→ What you should do
Rewrite the stretch of the entries below from the line containing "the eyeglass lens." through the line containing "[212,47,273,66]", both ends included. Keep every line's wording, but multiply each bounding-box coordinate by 0.3 and round it to a whole number, with halves going up. Leave the pictures out.

+---+

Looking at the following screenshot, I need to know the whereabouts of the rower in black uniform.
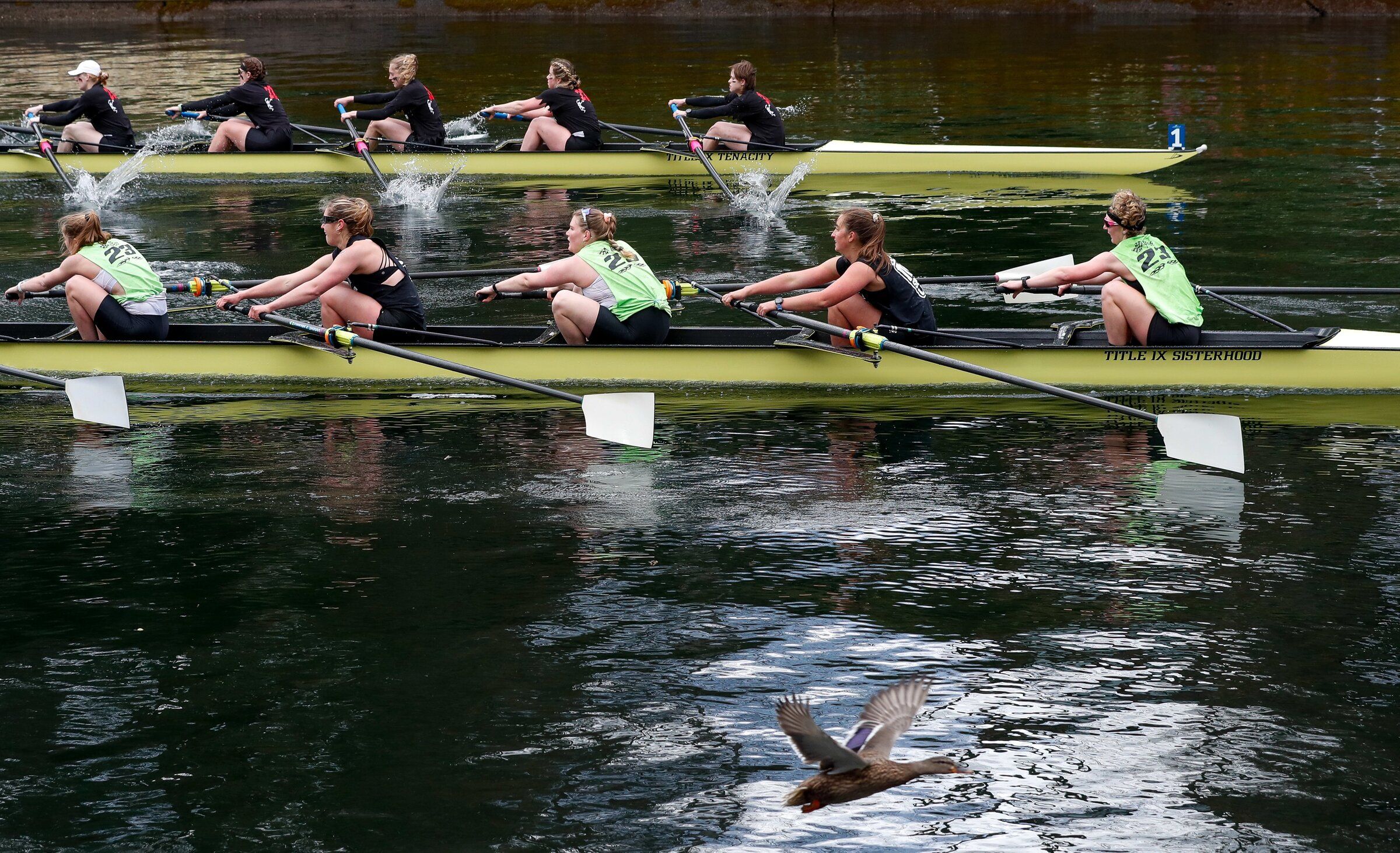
[482,59,603,151]
[669,60,787,151]
[165,56,291,151]
[336,53,447,151]
[218,196,427,342]
[724,207,938,346]
[25,59,136,154]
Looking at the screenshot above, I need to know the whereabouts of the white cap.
[69,59,102,77]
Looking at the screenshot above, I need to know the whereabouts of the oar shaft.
[336,104,389,189]
[743,305,1156,423]
[232,305,584,405]
[671,104,734,202]
[0,364,67,388]
[29,113,73,192]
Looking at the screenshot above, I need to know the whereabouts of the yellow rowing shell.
[0,324,1400,392]
[0,140,1205,178]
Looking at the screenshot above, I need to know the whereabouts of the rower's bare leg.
[321,284,384,340]
[57,122,102,154]
[209,119,253,153]
[364,119,413,151]
[1100,279,1156,346]
[550,290,599,346]
[521,115,568,151]
[826,293,879,346]
[63,276,106,340]
[704,122,753,151]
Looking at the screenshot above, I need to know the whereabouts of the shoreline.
[0,0,1400,22]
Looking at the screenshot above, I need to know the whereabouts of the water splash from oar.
[379,160,462,210]
[66,120,210,210]
[734,160,812,223]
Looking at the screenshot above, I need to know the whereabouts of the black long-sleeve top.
[354,77,447,146]
[686,91,787,146]
[181,80,291,136]
[39,85,136,141]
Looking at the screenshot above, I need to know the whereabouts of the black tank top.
[330,234,427,319]
[836,258,938,332]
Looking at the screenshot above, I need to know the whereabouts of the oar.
[0,125,63,139]
[671,104,735,202]
[336,104,389,189]
[4,279,233,303]
[1008,279,1400,296]
[25,112,73,192]
[0,364,132,430]
[222,304,657,447]
[716,289,1245,473]
[599,122,806,151]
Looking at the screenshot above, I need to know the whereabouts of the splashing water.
[778,98,816,119]
[64,119,210,210]
[379,160,462,210]
[444,113,486,141]
[734,160,813,223]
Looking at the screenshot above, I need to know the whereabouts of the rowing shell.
[0,324,1400,392]
[0,140,1205,178]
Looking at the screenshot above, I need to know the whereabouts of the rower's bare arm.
[783,267,875,311]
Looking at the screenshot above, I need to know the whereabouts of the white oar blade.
[1156,415,1245,473]
[63,377,132,430]
[997,255,1078,304]
[584,392,657,447]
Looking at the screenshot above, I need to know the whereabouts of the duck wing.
[778,696,869,775]
[846,678,932,761]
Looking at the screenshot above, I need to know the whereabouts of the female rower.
[724,207,938,346]
[476,207,671,345]
[25,59,136,154]
[6,210,169,340]
[218,196,427,342]
[165,56,291,151]
[336,53,447,151]
[1002,189,1203,346]
[483,59,603,151]
[669,60,787,151]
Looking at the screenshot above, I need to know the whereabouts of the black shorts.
[92,296,171,340]
[1145,314,1201,346]
[403,133,447,153]
[564,136,599,152]
[1123,282,1201,346]
[749,130,787,150]
[374,308,428,343]
[97,133,136,154]
[244,127,291,151]
[588,305,671,343]
[879,311,938,346]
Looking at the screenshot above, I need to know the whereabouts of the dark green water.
[0,20,1400,850]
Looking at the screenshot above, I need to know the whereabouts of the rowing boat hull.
[0,141,1205,178]
[0,324,1400,392]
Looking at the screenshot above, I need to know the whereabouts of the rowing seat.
[773,329,879,364]
[267,332,354,361]
[1050,317,1103,346]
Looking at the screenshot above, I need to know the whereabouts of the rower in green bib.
[476,207,671,345]
[6,210,169,340]
[1001,189,1203,346]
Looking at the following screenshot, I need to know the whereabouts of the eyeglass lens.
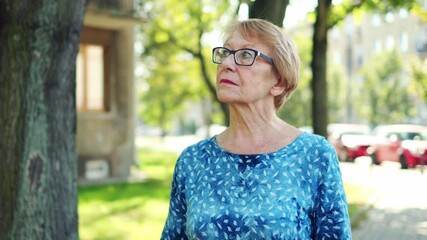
[214,47,257,66]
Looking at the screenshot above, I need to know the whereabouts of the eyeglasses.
[212,47,273,66]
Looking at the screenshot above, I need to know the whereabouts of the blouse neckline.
[211,132,307,157]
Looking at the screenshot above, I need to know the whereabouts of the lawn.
[79,148,371,240]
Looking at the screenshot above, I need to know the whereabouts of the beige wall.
[77,12,135,179]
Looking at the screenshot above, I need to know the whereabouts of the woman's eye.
[242,51,254,59]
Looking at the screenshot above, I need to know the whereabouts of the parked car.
[328,123,372,161]
[368,124,427,169]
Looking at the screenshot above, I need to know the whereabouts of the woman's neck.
[217,104,300,154]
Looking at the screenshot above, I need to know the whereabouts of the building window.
[76,27,112,112]
[386,36,394,51]
[400,32,409,53]
[76,44,108,111]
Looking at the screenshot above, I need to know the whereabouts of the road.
[341,158,427,240]
[136,136,427,240]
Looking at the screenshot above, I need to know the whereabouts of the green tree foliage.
[409,59,427,103]
[326,64,348,123]
[311,0,417,136]
[278,31,312,126]
[140,0,234,129]
[355,51,414,125]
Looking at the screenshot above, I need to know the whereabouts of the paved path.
[342,159,427,240]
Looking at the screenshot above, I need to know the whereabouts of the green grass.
[344,183,374,228]
[79,149,178,240]
[79,148,371,240]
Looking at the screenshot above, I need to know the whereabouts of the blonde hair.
[224,18,300,111]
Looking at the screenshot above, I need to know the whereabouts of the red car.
[328,123,372,161]
[368,124,427,169]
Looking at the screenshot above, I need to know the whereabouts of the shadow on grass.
[79,179,170,202]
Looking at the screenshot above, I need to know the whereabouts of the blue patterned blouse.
[161,133,351,240]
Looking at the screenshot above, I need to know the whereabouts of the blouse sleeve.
[161,155,188,240]
[313,140,352,239]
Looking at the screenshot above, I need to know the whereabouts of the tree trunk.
[249,0,289,27]
[0,0,85,240]
[311,0,332,137]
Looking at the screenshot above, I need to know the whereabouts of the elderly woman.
[161,19,351,239]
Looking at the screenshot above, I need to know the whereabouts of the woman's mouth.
[219,79,237,86]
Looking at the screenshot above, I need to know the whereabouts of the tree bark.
[0,0,85,239]
[249,0,289,27]
[311,0,332,137]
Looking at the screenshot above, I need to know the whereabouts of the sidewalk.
[342,160,427,240]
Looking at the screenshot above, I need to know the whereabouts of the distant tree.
[278,30,312,127]
[249,0,289,27]
[354,51,415,125]
[326,62,348,123]
[409,58,427,103]
[0,0,85,240]
[141,0,232,126]
[311,0,418,136]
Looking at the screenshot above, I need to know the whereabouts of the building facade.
[76,0,142,181]
[328,7,427,123]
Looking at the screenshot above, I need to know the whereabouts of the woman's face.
[216,32,283,108]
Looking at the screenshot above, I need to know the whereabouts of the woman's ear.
[270,78,286,96]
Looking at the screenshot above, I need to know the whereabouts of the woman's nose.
[221,54,236,68]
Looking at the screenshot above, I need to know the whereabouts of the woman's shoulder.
[295,132,335,162]
[181,136,215,157]
[297,132,330,147]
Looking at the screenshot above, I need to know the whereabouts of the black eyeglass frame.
[212,47,273,67]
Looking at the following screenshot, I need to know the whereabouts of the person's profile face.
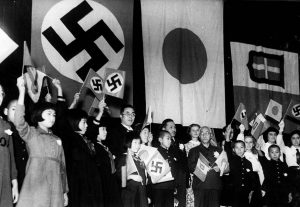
[269,147,280,161]
[120,107,135,127]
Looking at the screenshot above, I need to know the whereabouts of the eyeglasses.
[123,113,135,117]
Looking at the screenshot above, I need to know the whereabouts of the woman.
[184,124,200,207]
[95,121,122,207]
[68,109,103,207]
[14,77,68,207]
[188,126,222,207]
[237,124,265,206]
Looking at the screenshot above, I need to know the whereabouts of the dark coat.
[259,157,291,205]
[188,144,222,190]
[9,122,28,192]
[69,132,103,207]
[0,118,17,207]
[152,146,178,189]
[224,142,256,192]
[95,143,122,207]
[106,123,129,160]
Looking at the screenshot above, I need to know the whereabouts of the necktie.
[296,149,300,165]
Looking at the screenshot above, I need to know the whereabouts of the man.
[107,105,135,158]
[161,119,188,207]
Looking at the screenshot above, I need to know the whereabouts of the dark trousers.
[232,188,250,207]
[122,180,148,207]
[175,172,186,207]
[152,189,174,207]
[193,189,221,207]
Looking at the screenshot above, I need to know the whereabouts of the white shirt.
[284,146,300,167]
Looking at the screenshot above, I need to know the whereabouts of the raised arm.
[14,76,32,141]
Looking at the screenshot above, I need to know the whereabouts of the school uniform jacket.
[188,144,222,190]
[224,142,256,192]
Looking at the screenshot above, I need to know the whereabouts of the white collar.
[121,123,133,131]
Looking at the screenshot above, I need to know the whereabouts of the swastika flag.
[233,103,249,130]
[103,68,126,98]
[286,99,300,121]
[141,0,225,128]
[251,114,270,139]
[265,99,282,123]
[31,0,133,117]
[0,28,18,63]
[139,145,174,184]
[194,153,211,182]
[82,69,104,101]
[230,42,299,127]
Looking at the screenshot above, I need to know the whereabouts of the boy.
[122,132,148,207]
[259,144,291,207]
[152,130,176,207]
[4,99,28,191]
[161,119,189,207]
[224,140,255,207]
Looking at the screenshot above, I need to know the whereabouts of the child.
[122,132,148,207]
[14,77,68,207]
[259,144,291,207]
[4,99,28,191]
[188,126,222,207]
[261,127,283,160]
[161,119,189,207]
[224,137,255,207]
[0,85,19,207]
[152,130,176,207]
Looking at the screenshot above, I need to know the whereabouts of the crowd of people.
[0,77,300,207]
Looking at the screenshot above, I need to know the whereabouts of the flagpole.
[282,98,292,120]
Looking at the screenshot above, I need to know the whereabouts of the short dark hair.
[232,140,246,148]
[290,129,300,138]
[263,127,278,142]
[68,109,88,131]
[120,104,135,114]
[158,130,170,138]
[268,144,280,154]
[187,124,201,134]
[124,131,141,149]
[160,118,175,129]
[31,102,56,126]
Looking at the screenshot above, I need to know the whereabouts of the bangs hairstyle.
[187,124,201,134]
[133,123,150,134]
[160,119,175,130]
[68,109,88,131]
[268,144,280,154]
[263,127,278,142]
[232,140,246,148]
[31,102,56,126]
[120,104,135,115]
[124,131,141,149]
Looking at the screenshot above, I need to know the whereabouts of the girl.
[14,77,68,207]
[122,132,148,207]
[237,124,265,206]
[188,126,222,207]
[68,109,103,207]
[0,85,19,207]
[184,124,200,207]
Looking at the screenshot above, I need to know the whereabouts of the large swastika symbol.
[42,1,124,80]
[292,104,300,117]
[105,73,123,93]
[90,77,103,93]
[151,160,164,174]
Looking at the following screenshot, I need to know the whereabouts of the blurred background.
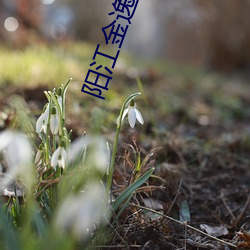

+---+

→ Output below
Looking at the following screenshot, I need to know the whereabouts of the eyeglass lens.
[64,14,77,20]
Looking at the screenshot above, I need to know the whereabouts of the eyeglasses.
[64,14,82,20]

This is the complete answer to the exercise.